— Begin TEXT —

Relevance: GS-2: India and its neighborhood- relations; bilateral, regional and global groupings and agreements involving India and/or affecting India’s interests.

Key Phrases: Free trade agreements, bilateral and multilateral trade agreements, foreign trade in Asia-Pacific, Indo-Pacific Economic Framework (IPEF), and Regional Comprehensive Economic Partnership (RCEP)

Context:

  • In recent times India has been active in the geopolitical developments in the Indo-Pacific and has managed to emerge as a major pivot of the global Indo-Pacific strategy, manifested by its role in the Quad and its cooperation with the ASEAN countries.

Free Trade Agreement (FTA)

  • It is a pact between two or more nations to reduce trade barriers to imports and exports of services and goods among them.
  • The concept of free trade is the opposite of trade protectionism or economic isolationism.
  • Under a free trade policy, goods and services can be bought and sold across international borders with little or no government tariffs, quotas, subsidies, or prohibitions to inhibit their exchange.

Why is India taking geopolitics and geoeconomics separately?

— End TEXT —
— Begin RAW DATA —

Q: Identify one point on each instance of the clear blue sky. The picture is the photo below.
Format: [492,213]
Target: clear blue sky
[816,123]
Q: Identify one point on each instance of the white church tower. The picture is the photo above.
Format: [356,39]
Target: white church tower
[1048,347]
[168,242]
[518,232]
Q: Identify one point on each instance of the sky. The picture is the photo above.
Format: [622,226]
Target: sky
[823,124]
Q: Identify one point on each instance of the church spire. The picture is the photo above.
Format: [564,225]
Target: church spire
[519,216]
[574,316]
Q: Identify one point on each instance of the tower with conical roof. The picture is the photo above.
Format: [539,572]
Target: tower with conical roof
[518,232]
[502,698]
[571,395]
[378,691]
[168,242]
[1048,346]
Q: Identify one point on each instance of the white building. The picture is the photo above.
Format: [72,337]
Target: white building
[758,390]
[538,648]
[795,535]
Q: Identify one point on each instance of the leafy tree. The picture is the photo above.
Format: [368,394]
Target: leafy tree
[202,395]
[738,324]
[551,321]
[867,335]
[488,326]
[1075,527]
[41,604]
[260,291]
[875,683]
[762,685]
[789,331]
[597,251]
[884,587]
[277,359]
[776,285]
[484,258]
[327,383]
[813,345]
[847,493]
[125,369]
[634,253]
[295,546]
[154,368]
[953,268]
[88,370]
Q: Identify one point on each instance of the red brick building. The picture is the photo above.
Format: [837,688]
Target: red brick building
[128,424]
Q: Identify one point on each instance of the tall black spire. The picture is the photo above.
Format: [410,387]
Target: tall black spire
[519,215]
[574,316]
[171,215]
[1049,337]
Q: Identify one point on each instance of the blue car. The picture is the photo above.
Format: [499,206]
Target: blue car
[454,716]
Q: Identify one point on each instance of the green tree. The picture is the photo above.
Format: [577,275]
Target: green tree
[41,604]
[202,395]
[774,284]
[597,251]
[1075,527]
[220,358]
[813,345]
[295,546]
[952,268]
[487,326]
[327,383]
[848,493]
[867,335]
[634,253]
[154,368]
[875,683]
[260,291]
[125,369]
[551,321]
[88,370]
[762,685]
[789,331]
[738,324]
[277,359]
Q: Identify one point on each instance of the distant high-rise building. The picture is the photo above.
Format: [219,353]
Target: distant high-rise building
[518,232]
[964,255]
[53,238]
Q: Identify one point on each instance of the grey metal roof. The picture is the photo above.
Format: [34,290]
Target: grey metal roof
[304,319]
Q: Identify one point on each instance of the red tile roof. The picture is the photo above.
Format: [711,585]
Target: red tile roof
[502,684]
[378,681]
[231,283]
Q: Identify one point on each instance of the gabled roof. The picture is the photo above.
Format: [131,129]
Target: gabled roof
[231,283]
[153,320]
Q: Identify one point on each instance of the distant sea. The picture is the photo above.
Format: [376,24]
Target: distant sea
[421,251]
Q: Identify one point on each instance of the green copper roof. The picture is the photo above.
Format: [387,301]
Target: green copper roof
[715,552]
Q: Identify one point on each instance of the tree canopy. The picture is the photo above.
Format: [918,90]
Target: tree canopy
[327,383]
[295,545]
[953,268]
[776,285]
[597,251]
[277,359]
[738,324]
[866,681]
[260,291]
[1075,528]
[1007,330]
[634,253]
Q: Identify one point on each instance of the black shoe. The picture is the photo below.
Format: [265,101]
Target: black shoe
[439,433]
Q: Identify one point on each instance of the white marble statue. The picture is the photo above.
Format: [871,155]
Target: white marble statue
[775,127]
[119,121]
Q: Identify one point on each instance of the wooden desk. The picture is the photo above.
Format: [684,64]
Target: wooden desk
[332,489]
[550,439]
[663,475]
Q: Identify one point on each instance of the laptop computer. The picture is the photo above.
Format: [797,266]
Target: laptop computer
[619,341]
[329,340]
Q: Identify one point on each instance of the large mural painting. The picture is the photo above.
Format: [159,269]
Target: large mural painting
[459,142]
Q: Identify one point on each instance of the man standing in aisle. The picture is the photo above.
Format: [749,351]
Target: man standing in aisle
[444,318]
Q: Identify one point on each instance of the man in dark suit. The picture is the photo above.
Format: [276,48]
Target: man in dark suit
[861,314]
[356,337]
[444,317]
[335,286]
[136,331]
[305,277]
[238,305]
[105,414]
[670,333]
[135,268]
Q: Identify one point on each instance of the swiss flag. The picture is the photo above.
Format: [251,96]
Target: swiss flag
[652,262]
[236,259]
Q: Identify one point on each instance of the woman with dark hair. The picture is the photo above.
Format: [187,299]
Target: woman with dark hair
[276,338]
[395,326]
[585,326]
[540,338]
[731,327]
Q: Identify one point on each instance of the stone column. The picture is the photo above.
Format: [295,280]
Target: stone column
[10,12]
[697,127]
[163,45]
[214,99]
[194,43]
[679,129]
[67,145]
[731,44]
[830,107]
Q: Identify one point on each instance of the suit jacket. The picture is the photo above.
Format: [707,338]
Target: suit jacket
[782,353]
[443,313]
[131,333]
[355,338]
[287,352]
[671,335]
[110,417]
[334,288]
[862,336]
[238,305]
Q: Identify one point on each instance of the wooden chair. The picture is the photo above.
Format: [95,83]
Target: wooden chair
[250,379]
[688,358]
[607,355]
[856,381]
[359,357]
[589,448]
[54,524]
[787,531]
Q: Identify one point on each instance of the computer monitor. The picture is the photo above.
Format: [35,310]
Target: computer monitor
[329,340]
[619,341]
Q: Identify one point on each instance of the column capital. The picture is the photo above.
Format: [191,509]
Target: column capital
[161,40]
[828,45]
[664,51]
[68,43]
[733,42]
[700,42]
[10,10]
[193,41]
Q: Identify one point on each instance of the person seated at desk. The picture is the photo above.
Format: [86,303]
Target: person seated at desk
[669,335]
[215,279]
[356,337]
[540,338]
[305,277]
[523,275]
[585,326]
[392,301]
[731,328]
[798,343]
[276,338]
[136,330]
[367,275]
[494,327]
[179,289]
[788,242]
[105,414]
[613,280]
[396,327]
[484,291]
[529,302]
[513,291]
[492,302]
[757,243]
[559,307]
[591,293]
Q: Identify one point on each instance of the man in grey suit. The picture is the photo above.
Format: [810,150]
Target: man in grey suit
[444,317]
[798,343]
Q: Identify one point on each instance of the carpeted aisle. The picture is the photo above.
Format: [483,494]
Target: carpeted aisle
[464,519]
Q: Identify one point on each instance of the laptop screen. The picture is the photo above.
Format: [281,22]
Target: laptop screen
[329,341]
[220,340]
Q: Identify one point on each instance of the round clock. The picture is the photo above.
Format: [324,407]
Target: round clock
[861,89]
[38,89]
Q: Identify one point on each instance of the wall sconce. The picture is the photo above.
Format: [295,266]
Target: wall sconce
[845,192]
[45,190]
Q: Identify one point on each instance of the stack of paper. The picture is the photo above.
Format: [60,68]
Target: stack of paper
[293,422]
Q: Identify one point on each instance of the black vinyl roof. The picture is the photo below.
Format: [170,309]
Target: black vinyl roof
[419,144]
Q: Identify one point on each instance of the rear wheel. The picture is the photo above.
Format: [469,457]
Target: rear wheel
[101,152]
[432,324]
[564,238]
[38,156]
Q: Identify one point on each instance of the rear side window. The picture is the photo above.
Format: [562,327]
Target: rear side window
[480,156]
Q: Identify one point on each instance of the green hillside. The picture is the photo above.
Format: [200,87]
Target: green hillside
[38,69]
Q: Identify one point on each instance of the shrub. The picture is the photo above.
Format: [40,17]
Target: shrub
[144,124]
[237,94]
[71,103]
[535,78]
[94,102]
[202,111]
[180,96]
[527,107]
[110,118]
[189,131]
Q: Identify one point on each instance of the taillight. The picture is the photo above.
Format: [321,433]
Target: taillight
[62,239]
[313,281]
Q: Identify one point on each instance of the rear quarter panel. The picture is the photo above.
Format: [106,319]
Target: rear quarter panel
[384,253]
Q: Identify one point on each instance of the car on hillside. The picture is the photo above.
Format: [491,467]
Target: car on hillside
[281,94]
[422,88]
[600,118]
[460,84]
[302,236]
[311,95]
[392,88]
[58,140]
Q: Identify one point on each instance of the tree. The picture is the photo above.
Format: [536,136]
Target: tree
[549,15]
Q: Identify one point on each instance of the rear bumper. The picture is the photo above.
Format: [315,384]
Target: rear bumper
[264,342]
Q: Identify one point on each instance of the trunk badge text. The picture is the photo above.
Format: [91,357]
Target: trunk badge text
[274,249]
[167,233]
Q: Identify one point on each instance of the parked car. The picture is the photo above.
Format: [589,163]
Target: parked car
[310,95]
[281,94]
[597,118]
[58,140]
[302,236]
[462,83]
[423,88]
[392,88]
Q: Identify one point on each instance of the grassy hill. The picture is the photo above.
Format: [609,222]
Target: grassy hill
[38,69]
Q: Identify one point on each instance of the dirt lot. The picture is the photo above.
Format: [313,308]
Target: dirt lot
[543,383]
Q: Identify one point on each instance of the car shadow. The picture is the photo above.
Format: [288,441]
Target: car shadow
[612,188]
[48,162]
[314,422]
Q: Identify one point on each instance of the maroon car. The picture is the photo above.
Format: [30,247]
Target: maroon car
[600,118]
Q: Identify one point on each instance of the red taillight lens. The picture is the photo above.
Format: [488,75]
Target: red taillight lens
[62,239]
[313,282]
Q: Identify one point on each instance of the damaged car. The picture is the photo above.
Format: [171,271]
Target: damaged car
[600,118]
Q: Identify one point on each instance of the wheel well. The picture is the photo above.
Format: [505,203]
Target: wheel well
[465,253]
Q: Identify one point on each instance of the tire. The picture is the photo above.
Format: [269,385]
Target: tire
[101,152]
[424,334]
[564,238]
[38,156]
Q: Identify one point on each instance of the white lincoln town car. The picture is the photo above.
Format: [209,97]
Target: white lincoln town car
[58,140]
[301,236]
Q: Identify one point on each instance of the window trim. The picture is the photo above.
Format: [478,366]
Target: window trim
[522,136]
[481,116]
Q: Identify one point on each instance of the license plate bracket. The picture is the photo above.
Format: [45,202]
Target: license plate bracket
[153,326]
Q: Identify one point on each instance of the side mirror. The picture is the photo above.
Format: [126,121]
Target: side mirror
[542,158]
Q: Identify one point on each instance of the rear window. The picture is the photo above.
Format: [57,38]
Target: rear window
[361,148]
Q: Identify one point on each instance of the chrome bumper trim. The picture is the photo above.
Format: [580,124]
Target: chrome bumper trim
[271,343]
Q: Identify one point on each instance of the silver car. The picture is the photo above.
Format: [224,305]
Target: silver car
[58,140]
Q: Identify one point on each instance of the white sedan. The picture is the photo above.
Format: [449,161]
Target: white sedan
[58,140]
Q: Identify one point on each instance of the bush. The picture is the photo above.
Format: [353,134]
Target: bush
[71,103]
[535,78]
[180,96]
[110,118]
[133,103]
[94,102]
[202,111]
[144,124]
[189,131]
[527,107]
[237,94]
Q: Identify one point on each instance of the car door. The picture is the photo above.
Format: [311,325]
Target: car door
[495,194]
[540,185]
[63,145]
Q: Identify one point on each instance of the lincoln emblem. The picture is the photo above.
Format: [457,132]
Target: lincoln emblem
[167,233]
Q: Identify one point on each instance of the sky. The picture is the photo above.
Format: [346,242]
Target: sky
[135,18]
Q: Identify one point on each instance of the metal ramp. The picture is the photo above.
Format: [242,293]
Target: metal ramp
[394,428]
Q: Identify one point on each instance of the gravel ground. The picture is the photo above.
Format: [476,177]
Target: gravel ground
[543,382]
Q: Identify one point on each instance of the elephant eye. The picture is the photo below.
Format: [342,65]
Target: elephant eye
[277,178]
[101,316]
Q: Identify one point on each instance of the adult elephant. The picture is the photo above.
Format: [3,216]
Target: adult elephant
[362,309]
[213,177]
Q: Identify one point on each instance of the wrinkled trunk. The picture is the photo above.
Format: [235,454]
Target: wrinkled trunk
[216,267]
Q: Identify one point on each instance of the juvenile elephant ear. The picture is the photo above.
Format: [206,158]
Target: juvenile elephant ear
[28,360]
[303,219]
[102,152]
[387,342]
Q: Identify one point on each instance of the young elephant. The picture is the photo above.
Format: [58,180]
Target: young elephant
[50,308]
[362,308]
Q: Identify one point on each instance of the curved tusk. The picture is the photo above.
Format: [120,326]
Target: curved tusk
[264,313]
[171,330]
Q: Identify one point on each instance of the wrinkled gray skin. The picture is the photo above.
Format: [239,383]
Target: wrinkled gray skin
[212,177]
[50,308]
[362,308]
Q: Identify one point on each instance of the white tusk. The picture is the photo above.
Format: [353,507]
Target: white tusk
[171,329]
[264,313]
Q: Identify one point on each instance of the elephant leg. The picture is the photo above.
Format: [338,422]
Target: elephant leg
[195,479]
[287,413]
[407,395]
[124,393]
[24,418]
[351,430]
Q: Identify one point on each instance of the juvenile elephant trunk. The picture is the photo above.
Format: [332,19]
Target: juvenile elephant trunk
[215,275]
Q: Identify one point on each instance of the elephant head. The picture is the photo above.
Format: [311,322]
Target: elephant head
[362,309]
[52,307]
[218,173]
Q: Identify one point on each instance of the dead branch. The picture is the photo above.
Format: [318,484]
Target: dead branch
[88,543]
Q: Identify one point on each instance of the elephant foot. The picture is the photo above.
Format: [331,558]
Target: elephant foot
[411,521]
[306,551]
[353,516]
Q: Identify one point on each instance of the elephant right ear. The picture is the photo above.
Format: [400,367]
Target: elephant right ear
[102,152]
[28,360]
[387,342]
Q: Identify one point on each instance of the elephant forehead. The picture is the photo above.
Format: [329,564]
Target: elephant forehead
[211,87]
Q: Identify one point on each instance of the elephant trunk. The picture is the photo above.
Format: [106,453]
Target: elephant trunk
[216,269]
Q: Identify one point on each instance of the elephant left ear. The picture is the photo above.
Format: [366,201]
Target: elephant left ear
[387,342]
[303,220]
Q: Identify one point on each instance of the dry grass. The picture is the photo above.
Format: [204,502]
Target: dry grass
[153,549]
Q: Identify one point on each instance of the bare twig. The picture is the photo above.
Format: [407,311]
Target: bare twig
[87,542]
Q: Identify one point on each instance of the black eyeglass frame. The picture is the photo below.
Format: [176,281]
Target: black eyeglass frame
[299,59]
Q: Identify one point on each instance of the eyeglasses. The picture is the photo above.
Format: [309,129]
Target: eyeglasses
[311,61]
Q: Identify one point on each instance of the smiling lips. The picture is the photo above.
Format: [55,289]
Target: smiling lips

— End RAW DATA —

SET TASK:
In the text on India and free trade agreements, which government measures does the definition of a free trade policy name as ones that could inhibit the exchange of goods and services?

EXERCISE RESPONSE:
Tariffs, quotas, subsidies and prohibitions.